DATA UNDER STUDY =
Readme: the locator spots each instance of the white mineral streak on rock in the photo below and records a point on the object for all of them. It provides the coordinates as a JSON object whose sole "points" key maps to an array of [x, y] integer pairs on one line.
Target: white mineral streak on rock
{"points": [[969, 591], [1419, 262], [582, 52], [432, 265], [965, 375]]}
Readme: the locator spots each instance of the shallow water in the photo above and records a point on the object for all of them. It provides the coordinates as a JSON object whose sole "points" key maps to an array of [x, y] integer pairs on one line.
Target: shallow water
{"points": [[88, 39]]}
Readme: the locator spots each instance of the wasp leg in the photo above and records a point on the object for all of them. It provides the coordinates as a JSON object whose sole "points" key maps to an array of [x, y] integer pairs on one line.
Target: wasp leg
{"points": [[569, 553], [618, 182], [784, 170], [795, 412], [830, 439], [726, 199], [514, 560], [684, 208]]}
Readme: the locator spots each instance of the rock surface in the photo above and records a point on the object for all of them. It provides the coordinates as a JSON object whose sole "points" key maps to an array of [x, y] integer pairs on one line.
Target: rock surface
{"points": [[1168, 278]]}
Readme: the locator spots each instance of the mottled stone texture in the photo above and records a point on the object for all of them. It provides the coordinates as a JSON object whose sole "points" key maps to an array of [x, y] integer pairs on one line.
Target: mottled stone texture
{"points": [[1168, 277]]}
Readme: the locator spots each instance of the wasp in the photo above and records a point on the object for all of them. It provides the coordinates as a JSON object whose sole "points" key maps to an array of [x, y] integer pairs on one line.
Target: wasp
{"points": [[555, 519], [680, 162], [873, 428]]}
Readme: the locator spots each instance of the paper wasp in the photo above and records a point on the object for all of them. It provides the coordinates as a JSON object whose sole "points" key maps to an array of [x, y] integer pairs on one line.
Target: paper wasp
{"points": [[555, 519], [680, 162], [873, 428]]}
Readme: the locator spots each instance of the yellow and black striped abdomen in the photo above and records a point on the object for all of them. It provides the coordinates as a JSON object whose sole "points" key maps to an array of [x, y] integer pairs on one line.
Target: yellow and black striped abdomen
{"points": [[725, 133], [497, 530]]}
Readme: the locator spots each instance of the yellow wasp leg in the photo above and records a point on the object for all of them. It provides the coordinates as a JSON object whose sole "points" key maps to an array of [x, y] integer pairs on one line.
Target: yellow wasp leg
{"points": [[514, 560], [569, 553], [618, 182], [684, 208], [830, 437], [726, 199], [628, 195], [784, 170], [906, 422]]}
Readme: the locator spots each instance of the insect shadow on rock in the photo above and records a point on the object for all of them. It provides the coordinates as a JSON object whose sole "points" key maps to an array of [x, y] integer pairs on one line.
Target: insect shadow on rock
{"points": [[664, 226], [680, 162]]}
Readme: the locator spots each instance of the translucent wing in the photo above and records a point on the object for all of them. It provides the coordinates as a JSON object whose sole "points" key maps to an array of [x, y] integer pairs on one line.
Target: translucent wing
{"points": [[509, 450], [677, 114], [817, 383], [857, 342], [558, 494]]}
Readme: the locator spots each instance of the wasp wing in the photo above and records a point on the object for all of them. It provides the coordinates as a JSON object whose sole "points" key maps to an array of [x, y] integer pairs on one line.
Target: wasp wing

ACTION ITEM = Every line of the material should come back unchanged.

PROBLEM SOLUTION =
Readme: the locator spots each instance of the white mineral streak on rock in the photo below and records a point on the object for all of them. It provides the coordinates as a JSON object whose sole "points" key maps to an array of [x, y] integer pairs on one line.
Target: white mineral streak on rock
{"points": [[969, 591], [1419, 262], [582, 52], [432, 265], [965, 375]]}
Readme: the locator spots each instance of the shallow water in the photo above and records a point on the object for all of them. It provides the coordinates as a JSON object whose sole "points" key maps to an array of [x, y] integer pairs on one line.
Target: shallow water
{"points": [[88, 39]]}
Readme: the locator spots each instance of the wasp leg in the photo above and records a point on the object for all of them. It provides the coordinates as a JSON object whose sole "points" key maps to an array of [x, y] integer pairs on one line.
Target: wasp leg
{"points": [[569, 553], [618, 182], [784, 170], [795, 412], [830, 439], [726, 199], [514, 560], [684, 208]]}
Readme: the locator spots each instance of the rock surface in the photo above and records a point on the object for all of them. It provides the coordinates as a JSON object whose sole "points" key maps to an array of [x, y] integer pairs on one line.
Target: rock surface
{"points": [[1168, 278]]}
Readme: the locator spots each instance of the mottled stone texture in the photo above and records a point on the object for all of them. It provides the coordinates as a JSON object whose sole "points" key maps to an array of [x, y] integer pairs on one line.
Target: mottled stone texture
{"points": [[1168, 277]]}
Readme: the locator spots each instance of the wasp in the photo above and records a point on the object for all of them. It provides the coordinates as a JSON object whose sole "points" key maps to an array of [x, y] integer pairs on one line.
Target: wasp
{"points": [[555, 519], [680, 162], [873, 428]]}
Readme: the locator spots each instance of the paper wasp in the photo above and records a point on the object for all of them. It provides the coordinates as a JSON object whose sole "points" key maps to an array of [x, y] integer pairs on one line.
Target: paper wasp
{"points": [[555, 519], [680, 162], [873, 428]]}
Readme: the locator spots each instance of the yellow and black striped abdomen in the photo above and records a point on the object for all of them. It provides the coordinates as a JSON object whose sole "points" key maps to an array of [x, y] integer pairs on one line.
Target: yellow and black striped abdomen
{"points": [[725, 133], [497, 530]]}
Readme: the locator spots each instance of the yellow wasp leg in the photo above and records a point on the object for all of them. It provides the coordinates as a JSON object whose sole "points" key maps to an array of [x, y] integer pairs on one line.
Target: yellow wasp leg
{"points": [[514, 560], [569, 553], [618, 182], [684, 208], [830, 437], [726, 199], [628, 195], [784, 170], [906, 422]]}
Readme: the locator spots each instance of the insect shadow on rock in the photo above and records a point on the object for all of them. It provides the coordinates as a JSON object whose sole "points" key maps to an array of [x, y] integer pairs on one line.
Target: insect shadow on rock
{"points": [[664, 226], [680, 162]]}
Readme: the locator spots each instance of the translucent wing in the photo above and records a point on the object for all of them. It provides the coordinates as a JSON object whose sole "points" key maps to an array of [x, y] integer pairs on one line.
Target: translucent wing
{"points": [[509, 450], [677, 114], [817, 383], [857, 342], [558, 494]]}
Readme: the locator spots each instance of the wasp wing in the photo above and records a point on the object for all of them. It provides the coordinates as a JSON object whose sole "points" key maps to an array of [x, y] integer pairs on one line.
Target: wasp wing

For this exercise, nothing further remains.